**Your assignment:**
When you restate the records, do so word for word and omit any picture they contain.

/---

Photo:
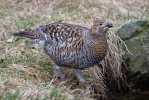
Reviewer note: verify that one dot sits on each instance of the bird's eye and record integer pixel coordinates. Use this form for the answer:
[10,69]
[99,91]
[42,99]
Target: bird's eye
[100,24]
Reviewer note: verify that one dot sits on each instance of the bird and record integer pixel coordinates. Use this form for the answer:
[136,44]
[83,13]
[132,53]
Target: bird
[71,46]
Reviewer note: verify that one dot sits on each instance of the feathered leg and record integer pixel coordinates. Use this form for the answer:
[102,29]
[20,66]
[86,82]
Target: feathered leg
[58,72]
[79,75]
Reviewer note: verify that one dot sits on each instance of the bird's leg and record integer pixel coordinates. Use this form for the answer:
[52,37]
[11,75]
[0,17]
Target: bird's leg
[79,75]
[58,72]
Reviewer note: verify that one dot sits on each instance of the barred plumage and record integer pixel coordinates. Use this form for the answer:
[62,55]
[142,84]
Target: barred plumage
[71,45]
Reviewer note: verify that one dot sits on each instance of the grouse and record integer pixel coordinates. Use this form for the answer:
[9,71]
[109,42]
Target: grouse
[71,46]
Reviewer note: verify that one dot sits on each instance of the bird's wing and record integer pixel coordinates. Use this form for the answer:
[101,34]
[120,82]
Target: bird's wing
[60,32]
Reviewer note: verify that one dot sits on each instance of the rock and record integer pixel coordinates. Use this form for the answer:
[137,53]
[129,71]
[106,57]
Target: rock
[135,34]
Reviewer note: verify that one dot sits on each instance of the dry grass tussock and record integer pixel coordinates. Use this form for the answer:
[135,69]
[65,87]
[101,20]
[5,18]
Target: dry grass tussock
[29,70]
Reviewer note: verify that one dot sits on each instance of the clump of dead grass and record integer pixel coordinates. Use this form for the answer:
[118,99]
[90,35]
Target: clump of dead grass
[33,80]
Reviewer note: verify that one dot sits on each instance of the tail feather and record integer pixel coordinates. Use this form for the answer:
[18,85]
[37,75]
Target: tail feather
[29,33]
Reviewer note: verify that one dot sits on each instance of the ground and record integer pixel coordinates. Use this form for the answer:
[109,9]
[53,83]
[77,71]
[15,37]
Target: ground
[26,71]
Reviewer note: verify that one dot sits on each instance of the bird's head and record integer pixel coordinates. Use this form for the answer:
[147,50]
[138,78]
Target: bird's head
[101,27]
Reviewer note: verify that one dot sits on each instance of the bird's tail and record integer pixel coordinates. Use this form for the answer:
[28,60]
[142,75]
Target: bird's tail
[29,33]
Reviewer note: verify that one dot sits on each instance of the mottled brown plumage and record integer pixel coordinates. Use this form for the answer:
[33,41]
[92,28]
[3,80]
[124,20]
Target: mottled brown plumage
[71,45]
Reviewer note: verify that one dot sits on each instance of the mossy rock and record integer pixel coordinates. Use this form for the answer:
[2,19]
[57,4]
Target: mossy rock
[135,34]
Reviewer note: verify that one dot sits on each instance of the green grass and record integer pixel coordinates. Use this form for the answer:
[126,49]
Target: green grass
[30,69]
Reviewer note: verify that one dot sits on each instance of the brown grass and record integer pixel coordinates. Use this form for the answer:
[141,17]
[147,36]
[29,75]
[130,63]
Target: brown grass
[30,70]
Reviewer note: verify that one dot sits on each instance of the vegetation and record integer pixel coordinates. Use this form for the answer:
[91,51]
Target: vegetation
[26,71]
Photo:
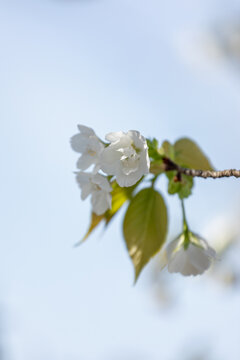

\---

**Task result:**
Photo:
Reviewer note: verify that one dot sits on each instance of the bird's eye and record integer pixel coordinates. Use this form for the answer:
[10,69]
[99,91]
[42,99]
Target: bird's eye
[100,24]
Reviewer note: verify that one dot sits on each instance of the bird and record integer pixel coordinates. Use this form for the answer:
[136,44]
[83,13]
[132,53]
Target: bird
[71,46]
Reviewer note: verify that one dot sits on each instance of the feathered leg and record integer pixel coordinates. Use this form for the answer:
[102,29]
[20,66]
[86,82]
Target: feathered leg
[58,72]
[79,75]
Reviewer note: verify that one dot sits on each instance of the bird's leg and record integer pixel coordinates. Use this form for the answer:
[52,37]
[11,75]
[0,17]
Target: bird's leg
[79,75]
[58,72]
Reviewer note: verify that one dot sits on each instance of the barred plumage and record integer pixel coordinates. Use this form for the answer:
[62,55]
[142,84]
Target: barred plumage
[71,45]
Reviewer note: verify that one dot sits on each instance of the grouse and record integer pixel coordinates. Use this form for the answer:
[9,71]
[109,42]
Target: grouse
[71,46]
Reviewer note: verify that one dot sits on each instance of the bird's wing and record integer pixel coordinates. Use this form for the answer:
[101,34]
[120,82]
Target: bird's wing
[60,32]
Reviewer note: verify that one dot sits on each instance of the rock and record integer pixel coordinates. Use this form for the answer:
[137,53]
[129,71]
[106,57]
Target: rock
[135,34]
Reviewer note: verify that one dot sits on each instance of the dry grass tussock and record integer pixel coordinates. Use this form for the answer:
[135,69]
[65,87]
[101,20]
[5,18]
Target: dry grass tussock
[29,70]
Reviewer note: verify that one dot sits on each instance of the clump of dead grass and record integer pixel coordinates. Use this form for the answer:
[118,99]
[90,35]
Target: clump of dead grass
[33,80]
Reviewer note: verify that one dot sits on each instance of the tail feather and record integer pixel coordinates. Use this form for the answer:
[18,85]
[37,75]
Target: tail feather
[29,33]
Reviewer note: verify that one dot sits on each instance of the ground and record integer pixel coordinates. Use this form for the answer:
[109,9]
[53,83]
[77,71]
[15,37]
Target: ground
[26,71]
Reviewer note: verify that one dot sits on each instance of the bird's head and record integer pixel coordinates. Use this form for the answer:
[147,50]
[138,78]
Target: bird's head
[101,27]
Reviewer note: verify that one dot sits on each instance of the bird's tail and record integer pixel coordinates. Use this form for the answer:
[28,60]
[142,75]
Target: bird's tail
[29,33]
Reviewer note: verify that one dot sits on each instance of the mottled brown plumage and record integer pixel coordinates. Use this form for the answer:
[33,41]
[92,28]
[3,80]
[124,20]
Target: mottled brown plumage
[71,45]
Reviewer note: verify that one dot sits on each instance of the mossy rock and record integer pixel coordinates. Use this form for the answer:
[2,19]
[57,4]
Target: mossy rock
[135,34]
Reviewer note: verify that one dot sits on each instance of the green grass and record integer pixel coordinates. Use this form for the answer:
[126,49]
Target: green grass
[30,69]
Reviewer note: verify that one dot sits on each instance of the brown grass and record integer pixel coordinates. Use this form for the answer:
[141,17]
[147,36]
[29,75]
[130,63]
Target: brown grass
[30,70]
Reviewer note: verify that one dot sits on each instance of the vegetation and record integer pixel coordinates. Use this form for the answer:
[91,51]
Target: vegetation
[26,71]
Photo:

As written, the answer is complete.